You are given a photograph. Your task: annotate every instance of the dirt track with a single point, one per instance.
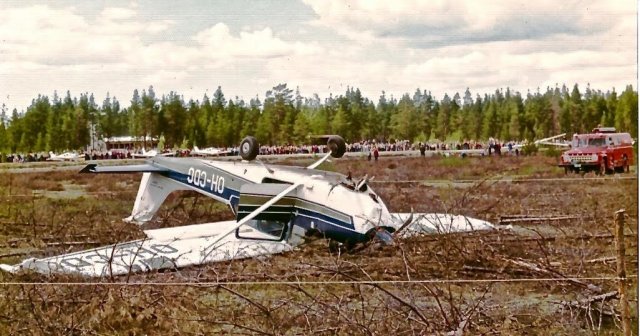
(511, 281)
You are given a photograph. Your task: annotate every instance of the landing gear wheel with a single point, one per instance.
(249, 148)
(337, 146)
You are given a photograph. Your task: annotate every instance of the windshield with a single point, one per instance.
(274, 229)
(586, 142)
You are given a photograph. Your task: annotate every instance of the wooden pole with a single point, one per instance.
(622, 274)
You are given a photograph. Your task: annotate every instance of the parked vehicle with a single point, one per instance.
(604, 151)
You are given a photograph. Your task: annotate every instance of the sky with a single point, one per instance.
(319, 46)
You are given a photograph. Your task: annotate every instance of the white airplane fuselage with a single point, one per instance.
(326, 202)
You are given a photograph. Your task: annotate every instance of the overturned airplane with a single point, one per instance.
(277, 207)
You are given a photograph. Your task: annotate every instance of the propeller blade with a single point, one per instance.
(384, 236)
(405, 225)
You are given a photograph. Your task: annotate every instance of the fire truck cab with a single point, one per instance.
(603, 151)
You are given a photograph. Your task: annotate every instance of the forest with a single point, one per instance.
(285, 117)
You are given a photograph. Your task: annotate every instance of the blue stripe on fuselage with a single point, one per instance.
(329, 229)
(228, 195)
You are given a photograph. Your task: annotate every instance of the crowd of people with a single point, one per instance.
(370, 148)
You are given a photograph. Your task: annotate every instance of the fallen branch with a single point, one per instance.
(547, 272)
(586, 304)
(525, 218)
(72, 243)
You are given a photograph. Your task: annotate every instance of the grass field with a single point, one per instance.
(535, 275)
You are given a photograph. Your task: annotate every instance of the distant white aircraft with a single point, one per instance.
(149, 154)
(211, 151)
(277, 208)
(66, 156)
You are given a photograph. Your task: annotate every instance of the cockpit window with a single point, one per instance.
(262, 229)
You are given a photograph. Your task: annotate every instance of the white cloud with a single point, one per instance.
(442, 46)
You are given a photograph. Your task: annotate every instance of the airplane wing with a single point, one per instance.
(168, 248)
(143, 168)
(437, 223)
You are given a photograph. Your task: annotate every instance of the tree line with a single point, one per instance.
(285, 117)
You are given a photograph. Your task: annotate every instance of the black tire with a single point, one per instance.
(337, 146)
(249, 148)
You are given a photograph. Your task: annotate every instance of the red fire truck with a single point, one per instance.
(604, 151)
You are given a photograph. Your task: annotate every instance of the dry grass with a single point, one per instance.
(560, 248)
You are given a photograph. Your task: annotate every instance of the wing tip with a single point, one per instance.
(90, 168)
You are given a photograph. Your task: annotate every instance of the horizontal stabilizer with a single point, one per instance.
(143, 168)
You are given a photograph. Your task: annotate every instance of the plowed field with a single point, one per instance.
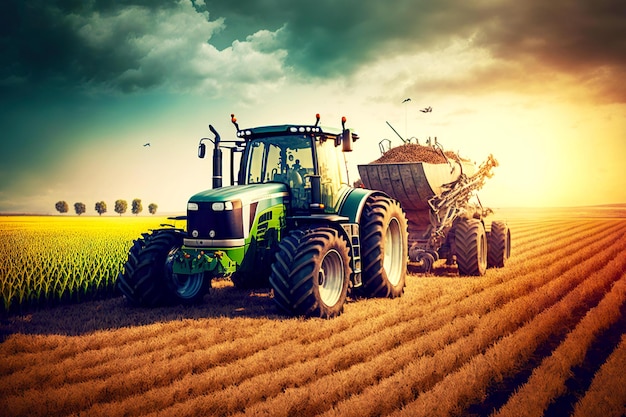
(546, 335)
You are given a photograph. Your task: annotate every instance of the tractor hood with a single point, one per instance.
(223, 217)
(245, 194)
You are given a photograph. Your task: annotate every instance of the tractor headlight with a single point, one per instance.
(222, 206)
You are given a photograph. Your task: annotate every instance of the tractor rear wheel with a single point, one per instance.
(384, 248)
(310, 275)
(499, 245)
(147, 279)
(471, 247)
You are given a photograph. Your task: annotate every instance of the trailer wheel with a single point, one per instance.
(471, 247)
(499, 245)
(384, 248)
(147, 280)
(311, 273)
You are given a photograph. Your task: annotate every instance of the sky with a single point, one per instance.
(84, 85)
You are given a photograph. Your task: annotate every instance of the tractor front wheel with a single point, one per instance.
(310, 275)
(147, 279)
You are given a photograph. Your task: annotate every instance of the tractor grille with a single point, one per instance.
(205, 223)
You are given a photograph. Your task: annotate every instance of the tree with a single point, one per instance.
(62, 206)
(79, 208)
(101, 207)
(137, 207)
(121, 206)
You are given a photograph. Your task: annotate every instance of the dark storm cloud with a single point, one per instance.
(58, 41)
(62, 41)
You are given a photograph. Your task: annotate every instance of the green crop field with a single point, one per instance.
(46, 260)
(546, 335)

_DIRECTIONS FOR THIS TASK_
Retype each line of the listing above word for word. Exclude the pictures.

_RESULT OF THE TASK_
You are given a photograph. Your task: annotate every instance of the dirt track with a single point, one per instance.
(511, 281)
You are given a photograph. Your task: annotate every instance of the landing gear wheel with a single point, one per instance.
(249, 148)
(337, 146)
You are given a photograph. Your task: annotate every instance of the windshield with a single point, one per instance.
(274, 229)
(586, 142)
You are given a photograph. Your task: annotate every instance of the wooden pole with a single point, one per instance.
(622, 274)
You are given a photograph. Your task: annotate every instance of the parked vehicle with a single point, one per instance.
(604, 151)
You are given a photograph. Your task: annotate every instance of the sky with a single point, one per instance.
(319, 46)
You are given a photograph. Your task: annotate every instance of the white airplane fuselage with a single point, one per instance.
(326, 202)
You are given a photograph. Your task: annotate every instance of the overturned airplane with a single point, one per instance.
(277, 207)
You are given a photograph. Your task: annotate every instance of the propeller blade with a single point, one per instance.
(384, 236)
(405, 225)
You are given a photograph. Your task: annotate every instance of the fire truck cab with a single point, one per instance.
(603, 151)
You are given a photograph. Your task: annotate every instance of the forest with a single point, one per instance.
(285, 117)
You are given a photograph. Your task: annotate every instance of the blue stripe on fuselage with a single point, one per instance.
(329, 229)
(228, 195)
You are given a photograph. Your task: annotate every instance of the crowd of people with a single point, one per instance.
(370, 148)
You are given a photograph. Your task: annotate every instance of the fallen branch with a single point, one per instance.
(547, 272)
(586, 304)
(525, 218)
(72, 243)
You are given a photograph. Your task: annotate every instance of the grass field with a single point, one per instance.
(535, 275)
You are given a photograph. Your task: annotate every instance of the distant white aircraft with a single point, one per instance.
(149, 154)
(211, 151)
(277, 208)
(66, 156)
You are given a photograph. Your task: annotate every instance of the cockpit window with a single point, one per instance.
(262, 229)
You are given a photograph. Your task: annotate every instance of the white cloud with a single point, one per instance.
(442, 46)
You are given a photograph. Your task: annotate every instance of the airplane wing with a single point, one per instance.
(168, 248)
(143, 168)
(437, 223)
You are given a photograph. Your task: annotate every instance of the tree line with a single point, one per instance.
(285, 117)
You are given a photograph. Your task: annotate every instance of the black tire with a single point, one per instance.
(337, 146)
(249, 148)
You are given a photograph. Your task: annotate every instance of the red fire truck with a single point, one per instance.
(604, 151)
You are given a photograph. Your task: annotate every instance of the dry grass with a single point, one per instance.
(560, 248)
You are given a photograph. Your task: annotate every instance of the wing tip with a single point, one per instance.
(90, 168)
You are given a photograph. Your task: annotate every instance of the horizontal stabilizer with a single point, one per instance.
(143, 168)
You are given a photograph. Your task: annotate every instance of the plowed field with a single point, one per instance.
(546, 335)
You are given a photograph. Your task: annotate every instance of the tractor hood with a single point, one per instance.
(223, 217)
(245, 194)
You are given a photograph. Your task: annotate every instance of the tractor headlight with a single point, one per instance.
(222, 206)
You are given a photograph. Your task: annotate every instance of the tractor rear wheel with a single point, one per instance.
(384, 248)
(310, 275)
(499, 245)
(147, 279)
(471, 247)
You are given a photograph. Your task: annotate every instance of the trailer wheel with a single point, one per instance.
(471, 247)
(499, 245)
(384, 248)
(147, 280)
(311, 273)
You are given a photograph. Your task: annotate every instance of the sky with a single point, one per instance.
(84, 85)
You are given a photograph. Your task: annotate every instance of the tractor front wheel with a single point, one per instance.
(310, 275)
(147, 279)
You are given a photograph. Your task: annotate every instance of the tractor grille with a single point, one per instance.
(205, 223)
You are given a photograph. Your task: annotate every instance of the tree with a single point, one per instance.
(62, 206)
(79, 208)
(101, 207)
(137, 207)
(121, 206)
You are given a photograph. Your task: annotate every instance of the dark storm cloud with a single point, one per instance.
(58, 41)
(62, 41)
You are given a photograph. Your task: annotate every instance of the green crop field with a single point, one per instance.
(46, 260)
(546, 335)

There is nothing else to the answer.